## Dataset records
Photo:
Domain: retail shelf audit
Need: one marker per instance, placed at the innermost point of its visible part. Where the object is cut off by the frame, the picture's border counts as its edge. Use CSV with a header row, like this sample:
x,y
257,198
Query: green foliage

## The problem
Return the lines from the line containing "Domain: retail shelf audit" to the end of the entries above, exactly as they appear and with no other output.

## Exercise response
Domain: retail shelf audit
Need: one marker per instance, placed at the innermost point of its visible part. Where the object is cut off by the frame, the picture's border counts as its edge. Use CSV with a header row, like this sample:
x,y
257,198
Query: green foliage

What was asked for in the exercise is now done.